Task instructions: Show each line of the listing below that contains the word "noun", copying the lines unchanged.
================================
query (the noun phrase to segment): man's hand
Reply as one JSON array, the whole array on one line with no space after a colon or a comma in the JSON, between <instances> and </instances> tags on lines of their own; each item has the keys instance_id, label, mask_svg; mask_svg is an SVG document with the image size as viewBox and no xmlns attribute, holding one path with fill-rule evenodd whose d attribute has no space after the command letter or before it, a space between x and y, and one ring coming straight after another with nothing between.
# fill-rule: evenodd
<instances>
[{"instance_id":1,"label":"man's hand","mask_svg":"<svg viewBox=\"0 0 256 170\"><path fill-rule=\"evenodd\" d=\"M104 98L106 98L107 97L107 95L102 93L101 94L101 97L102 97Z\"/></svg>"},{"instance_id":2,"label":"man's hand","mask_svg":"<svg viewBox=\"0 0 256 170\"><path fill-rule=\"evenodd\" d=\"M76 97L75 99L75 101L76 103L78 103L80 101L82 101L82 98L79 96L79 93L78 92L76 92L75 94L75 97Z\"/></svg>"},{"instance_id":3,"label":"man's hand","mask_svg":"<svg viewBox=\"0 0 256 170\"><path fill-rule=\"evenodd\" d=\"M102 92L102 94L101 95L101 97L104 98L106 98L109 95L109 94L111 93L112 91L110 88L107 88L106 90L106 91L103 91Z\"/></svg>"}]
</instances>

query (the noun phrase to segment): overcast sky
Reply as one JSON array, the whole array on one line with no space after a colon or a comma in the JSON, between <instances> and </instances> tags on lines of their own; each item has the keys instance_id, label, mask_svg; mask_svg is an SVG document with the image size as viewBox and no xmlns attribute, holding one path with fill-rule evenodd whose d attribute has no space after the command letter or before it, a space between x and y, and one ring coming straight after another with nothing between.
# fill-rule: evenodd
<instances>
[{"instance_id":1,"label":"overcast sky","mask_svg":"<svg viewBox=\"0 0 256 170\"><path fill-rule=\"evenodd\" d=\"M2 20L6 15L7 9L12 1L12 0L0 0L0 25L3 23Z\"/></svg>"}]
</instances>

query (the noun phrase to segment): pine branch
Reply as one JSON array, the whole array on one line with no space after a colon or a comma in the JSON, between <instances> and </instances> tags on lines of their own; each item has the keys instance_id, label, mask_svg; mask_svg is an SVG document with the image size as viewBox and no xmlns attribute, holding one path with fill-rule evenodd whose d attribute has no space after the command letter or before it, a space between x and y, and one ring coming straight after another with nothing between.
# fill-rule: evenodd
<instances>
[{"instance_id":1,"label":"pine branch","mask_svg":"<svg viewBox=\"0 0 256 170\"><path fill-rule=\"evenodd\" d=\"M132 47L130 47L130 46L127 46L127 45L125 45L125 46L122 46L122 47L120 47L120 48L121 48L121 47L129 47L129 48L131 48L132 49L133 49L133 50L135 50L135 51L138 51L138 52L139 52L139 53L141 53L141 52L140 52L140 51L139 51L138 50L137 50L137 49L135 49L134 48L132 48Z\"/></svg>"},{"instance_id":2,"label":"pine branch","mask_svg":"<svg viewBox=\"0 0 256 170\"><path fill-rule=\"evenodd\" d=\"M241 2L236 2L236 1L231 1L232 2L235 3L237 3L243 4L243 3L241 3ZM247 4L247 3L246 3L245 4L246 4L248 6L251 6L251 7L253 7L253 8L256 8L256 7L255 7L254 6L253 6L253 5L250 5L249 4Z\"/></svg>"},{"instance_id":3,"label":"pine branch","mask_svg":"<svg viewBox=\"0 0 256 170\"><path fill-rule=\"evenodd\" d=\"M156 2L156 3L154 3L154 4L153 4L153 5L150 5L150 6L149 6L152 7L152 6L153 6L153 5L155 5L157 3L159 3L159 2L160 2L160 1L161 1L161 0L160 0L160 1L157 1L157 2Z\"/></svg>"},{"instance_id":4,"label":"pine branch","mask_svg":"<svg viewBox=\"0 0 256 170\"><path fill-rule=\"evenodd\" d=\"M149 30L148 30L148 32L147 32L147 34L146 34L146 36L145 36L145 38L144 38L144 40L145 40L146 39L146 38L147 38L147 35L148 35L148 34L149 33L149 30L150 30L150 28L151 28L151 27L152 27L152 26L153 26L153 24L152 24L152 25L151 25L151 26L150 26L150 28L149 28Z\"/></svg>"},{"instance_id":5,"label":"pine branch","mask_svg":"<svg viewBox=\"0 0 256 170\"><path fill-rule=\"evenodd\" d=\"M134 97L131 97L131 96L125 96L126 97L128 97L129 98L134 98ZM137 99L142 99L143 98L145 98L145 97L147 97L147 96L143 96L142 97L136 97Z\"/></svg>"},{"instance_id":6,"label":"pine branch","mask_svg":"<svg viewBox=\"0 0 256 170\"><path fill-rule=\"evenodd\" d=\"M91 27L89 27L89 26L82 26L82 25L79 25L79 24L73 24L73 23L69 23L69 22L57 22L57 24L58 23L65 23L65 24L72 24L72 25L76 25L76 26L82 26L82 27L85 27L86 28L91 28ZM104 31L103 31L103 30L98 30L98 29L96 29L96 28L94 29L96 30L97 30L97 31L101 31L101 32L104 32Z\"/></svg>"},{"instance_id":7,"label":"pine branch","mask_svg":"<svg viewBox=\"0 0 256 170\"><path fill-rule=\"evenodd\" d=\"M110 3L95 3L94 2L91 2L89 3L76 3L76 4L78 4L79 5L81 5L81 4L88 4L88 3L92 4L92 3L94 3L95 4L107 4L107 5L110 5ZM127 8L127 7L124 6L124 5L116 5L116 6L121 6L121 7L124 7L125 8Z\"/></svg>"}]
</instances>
================================
Finished exercise:
query (the noun phrase to segment): man's hand
query (the noun phrase to segment): overcast sky
query (the noun phrase to segment): pine branch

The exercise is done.